[Фрагмент страницы]

Владимир Владимирович Шахиджанян:
Добро пожаловать в спокойное место российского интернета для интеллигентных людей!
Круглосуточная трансляция из офиса Эргосоло

Вазопись

рецензия на фильм «Япония» (2002), реж.: К. Рейгадас.

С первых кадров субъективная камера пытается зачаровать зрителя внимательным вглядыванием в грязь дороги. Поступательно, подражая хромоте главного героя, мы переносимся из шумного мегаполиса в латиноамериканские горы, блеклый тусклый пейзаж которых отсылает к гравюрам Дюрера или к литографиям из Евангелия от Иоанна. Мы находимся у края, в точке невозврата, мир прибывает в действительном процессе разрушения.


Карлос Рейгадас на Токийском международном кинофестивале (24 октября 2009 года)

Фильм несколько раз подводит, утыкает взгляд зрителя в тупик, раз за разом вжимает его в основание, в камни, песок, воду, давая понять, что бежать некуда. Главный герой собирается покончить жизнь самоубийством.

[Точечные аннотации к фотографиям]
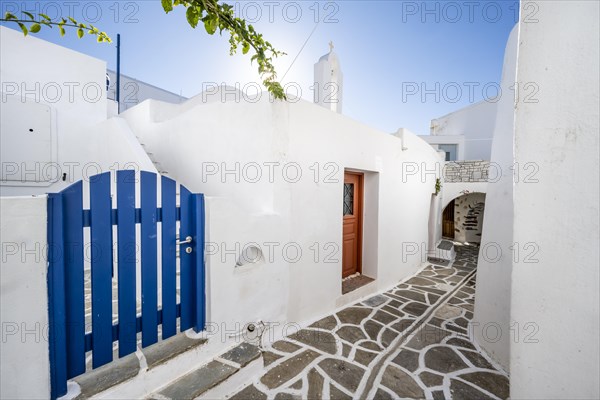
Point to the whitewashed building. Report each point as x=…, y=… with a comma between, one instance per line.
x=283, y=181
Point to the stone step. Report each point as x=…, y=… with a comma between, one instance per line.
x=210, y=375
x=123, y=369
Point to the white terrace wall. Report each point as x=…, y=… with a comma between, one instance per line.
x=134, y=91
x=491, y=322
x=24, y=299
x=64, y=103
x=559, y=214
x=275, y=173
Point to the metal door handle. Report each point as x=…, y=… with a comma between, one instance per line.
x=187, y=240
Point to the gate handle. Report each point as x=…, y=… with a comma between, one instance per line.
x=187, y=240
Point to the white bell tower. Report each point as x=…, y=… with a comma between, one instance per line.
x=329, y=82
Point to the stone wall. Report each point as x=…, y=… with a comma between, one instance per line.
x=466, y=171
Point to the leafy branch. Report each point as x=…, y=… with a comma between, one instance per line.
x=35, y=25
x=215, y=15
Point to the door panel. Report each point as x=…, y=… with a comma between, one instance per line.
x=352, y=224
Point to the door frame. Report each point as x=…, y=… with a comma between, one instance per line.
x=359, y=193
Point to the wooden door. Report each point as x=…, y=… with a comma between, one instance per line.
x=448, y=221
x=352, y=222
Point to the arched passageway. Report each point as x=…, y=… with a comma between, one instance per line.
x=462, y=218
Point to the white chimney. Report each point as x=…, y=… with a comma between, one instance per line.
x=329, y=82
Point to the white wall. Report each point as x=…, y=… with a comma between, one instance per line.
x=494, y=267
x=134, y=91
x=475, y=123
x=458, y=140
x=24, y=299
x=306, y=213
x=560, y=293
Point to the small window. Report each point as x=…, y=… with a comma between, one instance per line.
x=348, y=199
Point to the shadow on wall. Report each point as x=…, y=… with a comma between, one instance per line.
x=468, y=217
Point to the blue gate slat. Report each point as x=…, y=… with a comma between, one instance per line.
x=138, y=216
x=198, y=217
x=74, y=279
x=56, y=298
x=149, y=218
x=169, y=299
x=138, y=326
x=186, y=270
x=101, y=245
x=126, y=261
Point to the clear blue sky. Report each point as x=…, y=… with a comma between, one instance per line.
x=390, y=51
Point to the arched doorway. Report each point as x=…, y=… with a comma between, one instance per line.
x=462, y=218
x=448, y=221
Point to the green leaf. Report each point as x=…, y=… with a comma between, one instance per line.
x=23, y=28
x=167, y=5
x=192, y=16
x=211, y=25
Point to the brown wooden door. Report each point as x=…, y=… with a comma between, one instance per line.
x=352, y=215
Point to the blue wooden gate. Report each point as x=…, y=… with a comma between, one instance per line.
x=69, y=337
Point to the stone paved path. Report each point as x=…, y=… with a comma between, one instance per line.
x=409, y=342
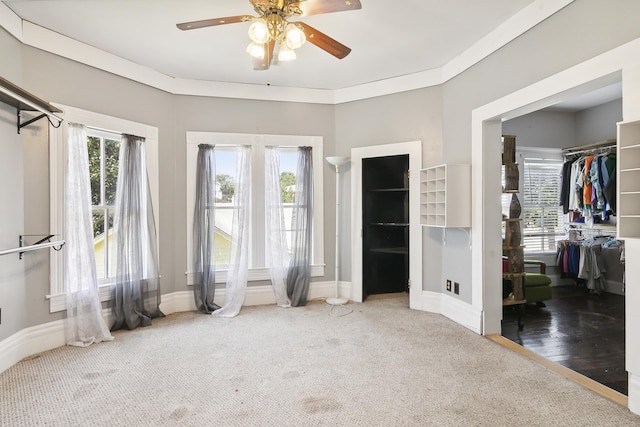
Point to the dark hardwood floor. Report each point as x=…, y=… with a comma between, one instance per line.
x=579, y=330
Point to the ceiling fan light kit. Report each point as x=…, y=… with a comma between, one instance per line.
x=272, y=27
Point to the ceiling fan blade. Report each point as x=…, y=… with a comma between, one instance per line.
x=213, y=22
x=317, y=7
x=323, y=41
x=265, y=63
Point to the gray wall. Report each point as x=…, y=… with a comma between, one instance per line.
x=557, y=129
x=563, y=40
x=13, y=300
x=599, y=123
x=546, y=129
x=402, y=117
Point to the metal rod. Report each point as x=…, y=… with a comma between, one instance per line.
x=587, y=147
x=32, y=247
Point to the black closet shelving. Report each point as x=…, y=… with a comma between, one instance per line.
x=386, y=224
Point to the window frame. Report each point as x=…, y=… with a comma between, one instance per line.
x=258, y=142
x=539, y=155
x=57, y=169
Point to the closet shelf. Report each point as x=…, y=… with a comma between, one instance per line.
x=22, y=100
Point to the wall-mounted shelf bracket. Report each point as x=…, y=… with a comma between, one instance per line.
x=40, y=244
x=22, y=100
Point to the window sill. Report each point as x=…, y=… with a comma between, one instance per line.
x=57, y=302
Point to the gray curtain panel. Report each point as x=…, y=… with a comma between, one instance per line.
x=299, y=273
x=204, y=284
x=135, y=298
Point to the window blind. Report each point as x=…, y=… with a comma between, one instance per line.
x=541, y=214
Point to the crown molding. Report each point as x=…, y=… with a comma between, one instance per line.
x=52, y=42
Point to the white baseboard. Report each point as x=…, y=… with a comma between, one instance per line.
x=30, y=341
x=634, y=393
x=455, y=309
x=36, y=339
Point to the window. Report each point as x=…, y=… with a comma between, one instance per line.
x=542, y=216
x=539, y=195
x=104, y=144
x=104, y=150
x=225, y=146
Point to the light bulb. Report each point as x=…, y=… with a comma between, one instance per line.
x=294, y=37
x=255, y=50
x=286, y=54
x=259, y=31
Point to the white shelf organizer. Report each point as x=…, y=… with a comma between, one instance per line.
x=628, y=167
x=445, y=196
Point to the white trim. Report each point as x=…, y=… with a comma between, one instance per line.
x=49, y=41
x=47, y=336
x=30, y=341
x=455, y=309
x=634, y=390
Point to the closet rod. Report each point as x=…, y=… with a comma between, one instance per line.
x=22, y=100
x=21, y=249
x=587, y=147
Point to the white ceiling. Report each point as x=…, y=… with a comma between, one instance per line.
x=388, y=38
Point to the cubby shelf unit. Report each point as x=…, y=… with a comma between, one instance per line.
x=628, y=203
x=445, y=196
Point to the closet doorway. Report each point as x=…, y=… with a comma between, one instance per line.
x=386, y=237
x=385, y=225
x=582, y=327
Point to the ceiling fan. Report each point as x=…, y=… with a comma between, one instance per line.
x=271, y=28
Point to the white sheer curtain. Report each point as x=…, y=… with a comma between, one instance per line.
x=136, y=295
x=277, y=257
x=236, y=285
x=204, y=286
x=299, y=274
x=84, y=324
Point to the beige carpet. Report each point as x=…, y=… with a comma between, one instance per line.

[Задание] Перепишите дословно отрывок рецензии на фильм «Япония» от слов «рецензия на фильм» до слов «октября 2009 года)» включительно.

[Решение задачи]
рецензия на фильм «Япония» (2002), реж.: К. Рейгадас.

С первых кадров субъективная камера пытается зачаровать зрителя внимательным вглядыванием в грязь дороги. Поступательно, подражая хромоте главного героя, мы переносимся из шумного мегаполиса в латиноамериканские горы, блеклый тусклый пейзаж которых отсылает к гравюрам Дюрера или к литографиям из Евангелия от Иоанна. Мы находимся у края, в точке невозврата, мир прибывает в действительном процессе разрушения.


Карлос Рейгадас на Токийском международном кинофестивале (24 октября 2009 года)